* _Study material_
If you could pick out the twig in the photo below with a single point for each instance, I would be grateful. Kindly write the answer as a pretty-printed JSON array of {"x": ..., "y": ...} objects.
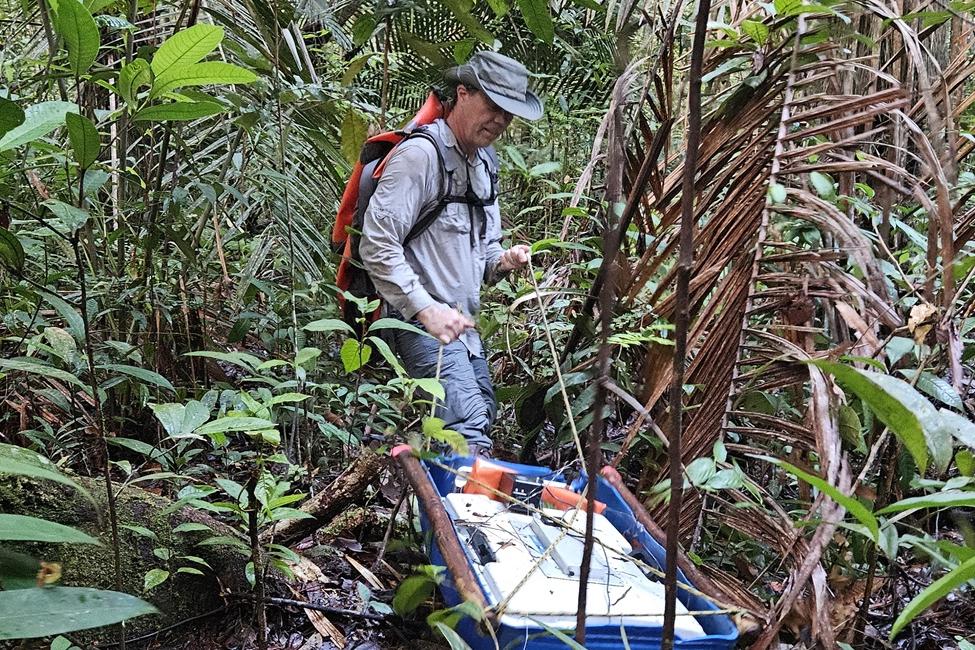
[{"x": 684, "y": 264}]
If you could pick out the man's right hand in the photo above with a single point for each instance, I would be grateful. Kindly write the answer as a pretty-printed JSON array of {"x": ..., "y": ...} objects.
[{"x": 444, "y": 323}]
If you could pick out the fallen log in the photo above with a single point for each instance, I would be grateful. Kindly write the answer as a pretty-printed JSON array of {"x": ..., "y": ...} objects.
[{"x": 331, "y": 500}]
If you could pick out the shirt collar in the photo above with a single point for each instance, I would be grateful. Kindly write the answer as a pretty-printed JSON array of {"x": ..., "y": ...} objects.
[{"x": 450, "y": 142}]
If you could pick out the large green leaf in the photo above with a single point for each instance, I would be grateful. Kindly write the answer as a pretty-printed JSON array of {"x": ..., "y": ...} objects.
[
  {"x": 80, "y": 33},
  {"x": 83, "y": 137},
  {"x": 894, "y": 401},
  {"x": 11, "y": 251},
  {"x": 31, "y": 529},
  {"x": 39, "y": 120},
  {"x": 354, "y": 354},
  {"x": 854, "y": 507},
  {"x": 23, "y": 462},
  {"x": 949, "y": 499},
  {"x": 148, "y": 376},
  {"x": 32, "y": 367},
  {"x": 538, "y": 18},
  {"x": 178, "y": 112},
  {"x": 209, "y": 73},
  {"x": 226, "y": 424},
  {"x": 34, "y": 613},
  {"x": 181, "y": 420},
  {"x": 933, "y": 593},
  {"x": 133, "y": 76},
  {"x": 11, "y": 115},
  {"x": 186, "y": 47},
  {"x": 329, "y": 325}
]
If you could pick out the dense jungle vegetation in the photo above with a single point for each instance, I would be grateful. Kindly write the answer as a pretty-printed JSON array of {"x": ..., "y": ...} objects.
[{"x": 192, "y": 439}]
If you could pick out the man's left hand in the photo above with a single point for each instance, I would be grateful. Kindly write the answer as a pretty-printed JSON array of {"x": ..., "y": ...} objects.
[{"x": 514, "y": 258}]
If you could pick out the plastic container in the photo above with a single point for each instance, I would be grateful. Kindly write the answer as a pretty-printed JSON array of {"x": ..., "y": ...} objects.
[{"x": 720, "y": 631}]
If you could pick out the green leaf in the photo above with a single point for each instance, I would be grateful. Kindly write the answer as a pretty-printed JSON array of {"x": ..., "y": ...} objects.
[
  {"x": 854, "y": 507},
  {"x": 147, "y": 376},
  {"x": 11, "y": 116},
  {"x": 154, "y": 578},
  {"x": 223, "y": 425},
  {"x": 965, "y": 461},
  {"x": 431, "y": 385},
  {"x": 354, "y": 354},
  {"x": 186, "y": 47},
  {"x": 823, "y": 184},
  {"x": 396, "y": 324},
  {"x": 32, "y": 529},
  {"x": 34, "y": 613},
  {"x": 949, "y": 499},
  {"x": 11, "y": 251},
  {"x": 80, "y": 33},
  {"x": 71, "y": 218},
  {"x": 935, "y": 386},
  {"x": 307, "y": 355},
  {"x": 329, "y": 325},
  {"x": 39, "y": 120},
  {"x": 456, "y": 643},
  {"x": 192, "y": 528},
  {"x": 134, "y": 75},
  {"x": 411, "y": 594},
  {"x": 178, "y": 112},
  {"x": 786, "y": 7},
  {"x": 755, "y": 30},
  {"x": 83, "y": 137},
  {"x": 210, "y": 73},
  {"x": 894, "y": 402},
  {"x": 538, "y": 18},
  {"x": 23, "y": 462},
  {"x": 470, "y": 23},
  {"x": 34, "y": 368},
  {"x": 387, "y": 354},
  {"x": 701, "y": 470},
  {"x": 933, "y": 593},
  {"x": 181, "y": 420},
  {"x": 355, "y": 130}
]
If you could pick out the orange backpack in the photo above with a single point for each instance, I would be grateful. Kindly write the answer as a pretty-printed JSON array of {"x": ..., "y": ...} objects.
[{"x": 351, "y": 275}]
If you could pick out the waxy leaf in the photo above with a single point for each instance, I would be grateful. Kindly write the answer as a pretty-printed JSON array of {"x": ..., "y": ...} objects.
[
  {"x": 178, "y": 112},
  {"x": 39, "y": 612},
  {"x": 39, "y": 120},
  {"x": 22, "y": 528},
  {"x": 186, "y": 47},
  {"x": 80, "y": 33},
  {"x": 11, "y": 116},
  {"x": 200, "y": 74},
  {"x": 84, "y": 140}
]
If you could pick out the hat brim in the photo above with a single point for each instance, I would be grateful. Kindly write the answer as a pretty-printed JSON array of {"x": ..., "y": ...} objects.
[{"x": 530, "y": 109}]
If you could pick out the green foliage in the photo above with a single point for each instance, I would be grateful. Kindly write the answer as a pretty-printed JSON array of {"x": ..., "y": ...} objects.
[
  {"x": 80, "y": 33},
  {"x": 39, "y": 612}
]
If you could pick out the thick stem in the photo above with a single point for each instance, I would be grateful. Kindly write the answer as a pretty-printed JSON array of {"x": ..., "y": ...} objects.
[
  {"x": 100, "y": 426},
  {"x": 607, "y": 298},
  {"x": 257, "y": 560},
  {"x": 684, "y": 265}
]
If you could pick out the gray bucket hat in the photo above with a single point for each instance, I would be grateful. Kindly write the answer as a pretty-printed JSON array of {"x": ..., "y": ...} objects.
[{"x": 502, "y": 79}]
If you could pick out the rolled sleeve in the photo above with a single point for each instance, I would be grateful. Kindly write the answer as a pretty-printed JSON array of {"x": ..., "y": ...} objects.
[
  {"x": 493, "y": 249},
  {"x": 392, "y": 212}
]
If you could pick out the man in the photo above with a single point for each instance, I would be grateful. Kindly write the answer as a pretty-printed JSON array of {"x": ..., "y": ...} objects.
[{"x": 434, "y": 279}]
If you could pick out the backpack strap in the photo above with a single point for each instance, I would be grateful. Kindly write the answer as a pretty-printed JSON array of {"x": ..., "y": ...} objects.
[{"x": 430, "y": 215}]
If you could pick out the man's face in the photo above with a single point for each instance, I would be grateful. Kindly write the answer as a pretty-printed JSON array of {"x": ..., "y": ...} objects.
[{"x": 478, "y": 119}]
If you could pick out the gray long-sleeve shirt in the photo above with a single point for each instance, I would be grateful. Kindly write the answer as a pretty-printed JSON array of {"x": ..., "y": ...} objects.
[{"x": 441, "y": 265}]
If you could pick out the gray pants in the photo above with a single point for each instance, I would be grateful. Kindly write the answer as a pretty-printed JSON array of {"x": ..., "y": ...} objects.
[{"x": 470, "y": 406}]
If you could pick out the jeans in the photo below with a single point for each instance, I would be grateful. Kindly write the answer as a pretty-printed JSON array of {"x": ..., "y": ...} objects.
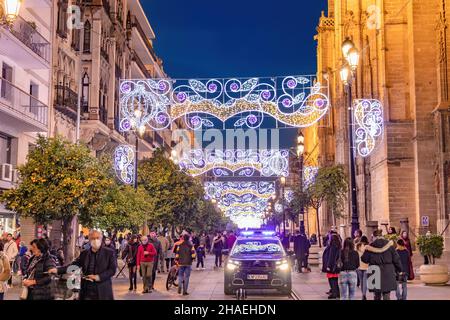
[
  {"x": 147, "y": 270},
  {"x": 385, "y": 295},
  {"x": 402, "y": 290},
  {"x": 362, "y": 276},
  {"x": 184, "y": 274},
  {"x": 347, "y": 284},
  {"x": 200, "y": 261}
]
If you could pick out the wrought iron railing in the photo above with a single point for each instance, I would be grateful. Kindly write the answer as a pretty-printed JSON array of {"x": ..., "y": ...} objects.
[
  {"x": 16, "y": 99},
  {"x": 28, "y": 35},
  {"x": 66, "y": 101}
]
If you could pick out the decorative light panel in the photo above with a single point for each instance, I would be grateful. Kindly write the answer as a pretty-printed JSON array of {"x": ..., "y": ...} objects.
[
  {"x": 218, "y": 190},
  {"x": 309, "y": 175},
  {"x": 124, "y": 162},
  {"x": 296, "y": 101},
  {"x": 240, "y": 163},
  {"x": 368, "y": 124}
]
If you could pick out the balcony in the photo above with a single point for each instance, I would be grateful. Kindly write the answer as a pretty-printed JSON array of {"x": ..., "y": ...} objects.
[
  {"x": 37, "y": 50},
  {"x": 66, "y": 101},
  {"x": 21, "y": 110}
]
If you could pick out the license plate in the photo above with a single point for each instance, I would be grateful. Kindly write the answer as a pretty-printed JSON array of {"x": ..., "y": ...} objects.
[{"x": 257, "y": 277}]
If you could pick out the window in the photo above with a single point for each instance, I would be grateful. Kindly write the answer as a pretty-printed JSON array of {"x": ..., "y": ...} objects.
[
  {"x": 5, "y": 149},
  {"x": 87, "y": 37},
  {"x": 61, "y": 27},
  {"x": 6, "y": 83}
]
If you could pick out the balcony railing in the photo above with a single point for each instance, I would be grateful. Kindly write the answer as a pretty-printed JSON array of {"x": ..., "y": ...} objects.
[
  {"x": 66, "y": 101},
  {"x": 15, "y": 98},
  {"x": 29, "y": 36}
]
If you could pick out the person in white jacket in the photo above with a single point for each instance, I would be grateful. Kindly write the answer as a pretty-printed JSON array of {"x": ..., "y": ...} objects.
[
  {"x": 5, "y": 271},
  {"x": 11, "y": 251}
]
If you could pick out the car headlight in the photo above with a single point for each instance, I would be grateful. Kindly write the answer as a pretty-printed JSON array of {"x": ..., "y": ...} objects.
[
  {"x": 282, "y": 265},
  {"x": 232, "y": 265}
]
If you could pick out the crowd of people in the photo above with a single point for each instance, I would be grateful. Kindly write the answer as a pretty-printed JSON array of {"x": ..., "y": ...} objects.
[
  {"x": 358, "y": 262},
  {"x": 97, "y": 255}
]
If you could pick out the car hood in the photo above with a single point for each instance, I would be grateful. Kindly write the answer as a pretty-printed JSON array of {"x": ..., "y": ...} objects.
[{"x": 254, "y": 257}]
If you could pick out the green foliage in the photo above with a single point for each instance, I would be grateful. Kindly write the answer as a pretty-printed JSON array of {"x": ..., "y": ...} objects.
[
  {"x": 431, "y": 245},
  {"x": 59, "y": 180},
  {"x": 123, "y": 208},
  {"x": 330, "y": 186}
]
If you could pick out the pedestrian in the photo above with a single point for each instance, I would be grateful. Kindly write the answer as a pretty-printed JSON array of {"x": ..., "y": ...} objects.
[
  {"x": 231, "y": 240},
  {"x": 363, "y": 267},
  {"x": 331, "y": 256},
  {"x": 301, "y": 248},
  {"x": 98, "y": 265},
  {"x": 11, "y": 251},
  {"x": 402, "y": 278},
  {"x": 155, "y": 242},
  {"x": 217, "y": 249},
  {"x": 36, "y": 284},
  {"x": 392, "y": 231},
  {"x": 184, "y": 256},
  {"x": 357, "y": 235},
  {"x": 129, "y": 255},
  {"x": 201, "y": 253},
  {"x": 348, "y": 277},
  {"x": 165, "y": 244},
  {"x": 381, "y": 253},
  {"x": 145, "y": 260},
  {"x": 5, "y": 271}
]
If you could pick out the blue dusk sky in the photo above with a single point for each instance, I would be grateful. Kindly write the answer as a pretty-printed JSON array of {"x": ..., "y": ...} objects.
[{"x": 236, "y": 38}]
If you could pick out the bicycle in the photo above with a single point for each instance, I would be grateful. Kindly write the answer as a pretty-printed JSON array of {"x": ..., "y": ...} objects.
[{"x": 172, "y": 278}]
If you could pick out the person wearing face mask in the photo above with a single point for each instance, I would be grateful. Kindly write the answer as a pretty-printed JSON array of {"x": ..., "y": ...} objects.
[
  {"x": 145, "y": 261},
  {"x": 98, "y": 265}
]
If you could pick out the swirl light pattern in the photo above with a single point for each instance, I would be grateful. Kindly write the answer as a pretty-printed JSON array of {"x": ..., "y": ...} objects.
[
  {"x": 241, "y": 163},
  {"x": 219, "y": 190},
  {"x": 369, "y": 125},
  {"x": 296, "y": 101},
  {"x": 124, "y": 163}
]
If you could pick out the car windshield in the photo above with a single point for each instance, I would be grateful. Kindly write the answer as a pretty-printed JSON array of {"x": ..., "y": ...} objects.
[{"x": 257, "y": 246}]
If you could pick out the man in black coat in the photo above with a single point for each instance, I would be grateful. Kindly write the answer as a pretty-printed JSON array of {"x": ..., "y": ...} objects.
[
  {"x": 381, "y": 253},
  {"x": 98, "y": 265},
  {"x": 301, "y": 249}
]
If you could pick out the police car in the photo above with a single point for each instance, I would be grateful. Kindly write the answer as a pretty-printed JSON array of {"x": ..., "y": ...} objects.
[{"x": 258, "y": 261}]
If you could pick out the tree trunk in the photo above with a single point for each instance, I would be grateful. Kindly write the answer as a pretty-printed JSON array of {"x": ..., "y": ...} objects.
[
  {"x": 318, "y": 228},
  {"x": 68, "y": 229}
]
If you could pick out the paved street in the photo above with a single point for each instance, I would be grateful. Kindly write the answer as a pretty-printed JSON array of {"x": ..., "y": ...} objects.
[{"x": 208, "y": 285}]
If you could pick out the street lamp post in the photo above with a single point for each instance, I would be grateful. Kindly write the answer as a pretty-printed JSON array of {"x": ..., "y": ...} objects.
[
  {"x": 300, "y": 153},
  {"x": 283, "y": 183},
  {"x": 10, "y": 11},
  {"x": 347, "y": 73}
]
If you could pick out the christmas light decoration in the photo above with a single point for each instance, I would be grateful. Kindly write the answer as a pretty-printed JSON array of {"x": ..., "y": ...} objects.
[
  {"x": 309, "y": 175},
  {"x": 295, "y": 101},
  {"x": 124, "y": 163},
  {"x": 241, "y": 163},
  {"x": 218, "y": 190},
  {"x": 369, "y": 124}
]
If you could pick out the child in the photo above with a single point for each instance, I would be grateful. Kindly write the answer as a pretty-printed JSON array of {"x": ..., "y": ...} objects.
[
  {"x": 201, "y": 253},
  {"x": 402, "y": 279}
]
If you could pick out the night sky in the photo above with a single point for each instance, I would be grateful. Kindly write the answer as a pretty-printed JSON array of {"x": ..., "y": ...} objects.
[{"x": 236, "y": 38}]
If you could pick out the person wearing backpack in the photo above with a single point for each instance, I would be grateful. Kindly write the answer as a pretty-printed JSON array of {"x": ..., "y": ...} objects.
[
  {"x": 145, "y": 260},
  {"x": 348, "y": 277},
  {"x": 331, "y": 260}
]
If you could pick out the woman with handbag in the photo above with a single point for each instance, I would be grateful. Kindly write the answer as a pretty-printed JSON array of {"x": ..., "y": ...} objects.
[
  {"x": 37, "y": 282},
  {"x": 129, "y": 254},
  {"x": 5, "y": 271}
]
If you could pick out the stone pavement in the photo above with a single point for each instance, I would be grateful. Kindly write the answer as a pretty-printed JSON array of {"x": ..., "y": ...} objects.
[{"x": 208, "y": 285}]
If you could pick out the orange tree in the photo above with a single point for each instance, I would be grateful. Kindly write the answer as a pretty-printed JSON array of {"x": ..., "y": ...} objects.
[{"x": 60, "y": 181}]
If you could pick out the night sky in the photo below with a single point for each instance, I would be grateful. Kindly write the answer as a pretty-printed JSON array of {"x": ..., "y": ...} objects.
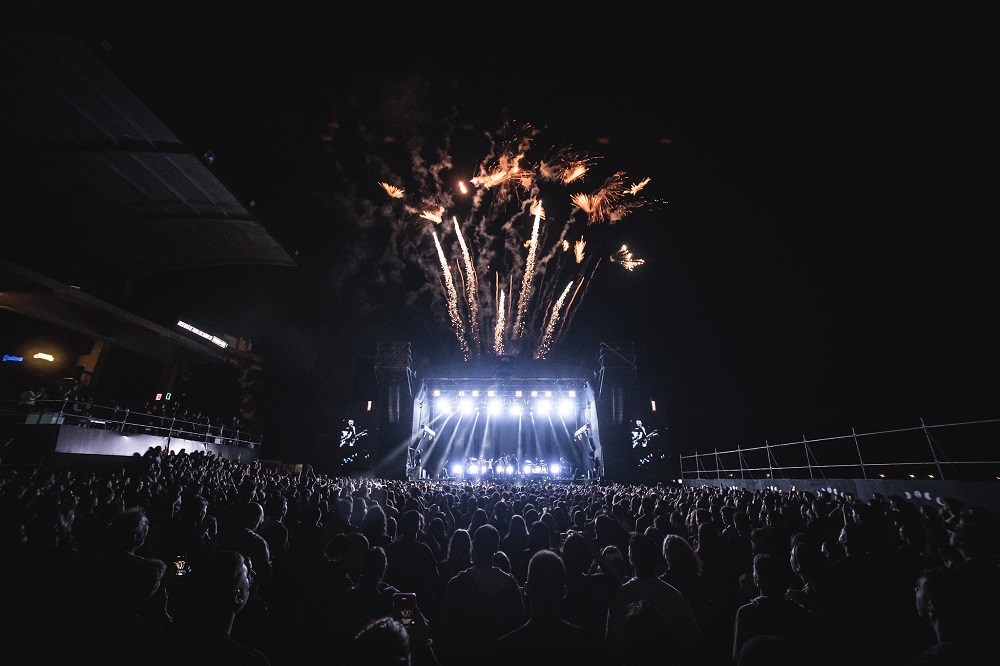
[{"x": 820, "y": 248}]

* _Task objective_
With pictures excluded, the lines running from the one containing "If you could pick out the woman" through the last line of the records above are to be restated exactly and in full.

* _Completed task_
If you could pick out the woman with handbag in the photo above with a single point for each instance, I would be grateful. Kindly write the answer as a pretty-printed JSON array of {"x": ..., "y": ...} objects.
[
  {"x": 37, "y": 282},
  {"x": 129, "y": 254},
  {"x": 5, "y": 271}
]
If you could pick out the stone pavement in the photo above with a single point for each instance, I would be grateful. Kindly write the answer as a pretty-printed JSON array of {"x": ..., "y": ...} objects.
[{"x": 208, "y": 285}]
If you could pick out the orange tree in the photo above with a single point for each instance, I would be grateful. Kindly write the answer as a pretty-printed JSON array of {"x": ..., "y": ...} objects.
[{"x": 60, "y": 181}]
If you could pick out the night sky in the photo below with a single point for each instance, I would be grateful. Kindly write the answer as a pretty-printed JSON array of {"x": ..., "y": ...} objects.
[{"x": 820, "y": 248}]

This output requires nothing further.